**Your instructions**:
Pick out each line of the data below that contains the string "horse" and copy those lines in full.
※ ※ ※
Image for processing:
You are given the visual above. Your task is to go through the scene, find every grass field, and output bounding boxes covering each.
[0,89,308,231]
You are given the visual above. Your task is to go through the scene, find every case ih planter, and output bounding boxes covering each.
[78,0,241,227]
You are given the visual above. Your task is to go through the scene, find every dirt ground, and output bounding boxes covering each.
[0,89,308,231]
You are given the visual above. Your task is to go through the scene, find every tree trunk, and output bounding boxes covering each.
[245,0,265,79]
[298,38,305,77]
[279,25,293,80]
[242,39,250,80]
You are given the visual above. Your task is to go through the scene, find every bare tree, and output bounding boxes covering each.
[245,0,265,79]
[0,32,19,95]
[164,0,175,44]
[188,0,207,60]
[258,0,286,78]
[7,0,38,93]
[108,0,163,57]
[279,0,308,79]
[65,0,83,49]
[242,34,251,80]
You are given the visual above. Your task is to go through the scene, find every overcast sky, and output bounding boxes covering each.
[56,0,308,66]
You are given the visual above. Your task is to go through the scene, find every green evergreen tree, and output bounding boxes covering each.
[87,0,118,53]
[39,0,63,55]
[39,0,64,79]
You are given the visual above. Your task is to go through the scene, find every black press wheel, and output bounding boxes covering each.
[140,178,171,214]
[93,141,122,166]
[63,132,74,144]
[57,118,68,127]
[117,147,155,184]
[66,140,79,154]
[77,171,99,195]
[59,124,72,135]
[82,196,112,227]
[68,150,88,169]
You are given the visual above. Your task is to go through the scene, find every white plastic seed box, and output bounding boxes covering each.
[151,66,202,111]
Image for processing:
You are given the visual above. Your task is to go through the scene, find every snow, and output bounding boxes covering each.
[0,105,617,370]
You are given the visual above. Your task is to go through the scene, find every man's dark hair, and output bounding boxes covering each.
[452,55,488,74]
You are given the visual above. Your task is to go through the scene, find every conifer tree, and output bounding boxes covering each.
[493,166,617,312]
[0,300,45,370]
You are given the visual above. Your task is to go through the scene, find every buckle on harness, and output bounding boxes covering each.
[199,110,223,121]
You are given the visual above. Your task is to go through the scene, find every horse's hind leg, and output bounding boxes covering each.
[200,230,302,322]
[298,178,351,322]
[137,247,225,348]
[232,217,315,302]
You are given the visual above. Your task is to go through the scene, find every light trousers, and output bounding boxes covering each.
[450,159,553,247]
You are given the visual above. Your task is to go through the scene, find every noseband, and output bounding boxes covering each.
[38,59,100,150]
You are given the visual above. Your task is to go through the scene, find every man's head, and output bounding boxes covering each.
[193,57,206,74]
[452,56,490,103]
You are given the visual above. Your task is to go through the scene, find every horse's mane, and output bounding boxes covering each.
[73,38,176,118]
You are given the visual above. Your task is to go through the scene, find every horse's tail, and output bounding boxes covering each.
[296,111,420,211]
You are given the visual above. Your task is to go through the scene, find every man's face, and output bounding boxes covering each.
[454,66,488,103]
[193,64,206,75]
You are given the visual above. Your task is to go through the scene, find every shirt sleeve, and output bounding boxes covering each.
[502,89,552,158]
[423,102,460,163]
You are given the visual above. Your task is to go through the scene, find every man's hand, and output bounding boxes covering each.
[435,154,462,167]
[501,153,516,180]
※ ※ ※
**Solution**:
You are given the visual above. Your task is to go through the scene, find every horse's hind leg, and output bounding boxes covering each.
You are given the visual above. Your task is to go through the scene, find every horse's mane, and output bounding boxes covering each.
You are given the visual above. Your task is to go through the scene, find every horse's tail, and output bounding boxes covering each.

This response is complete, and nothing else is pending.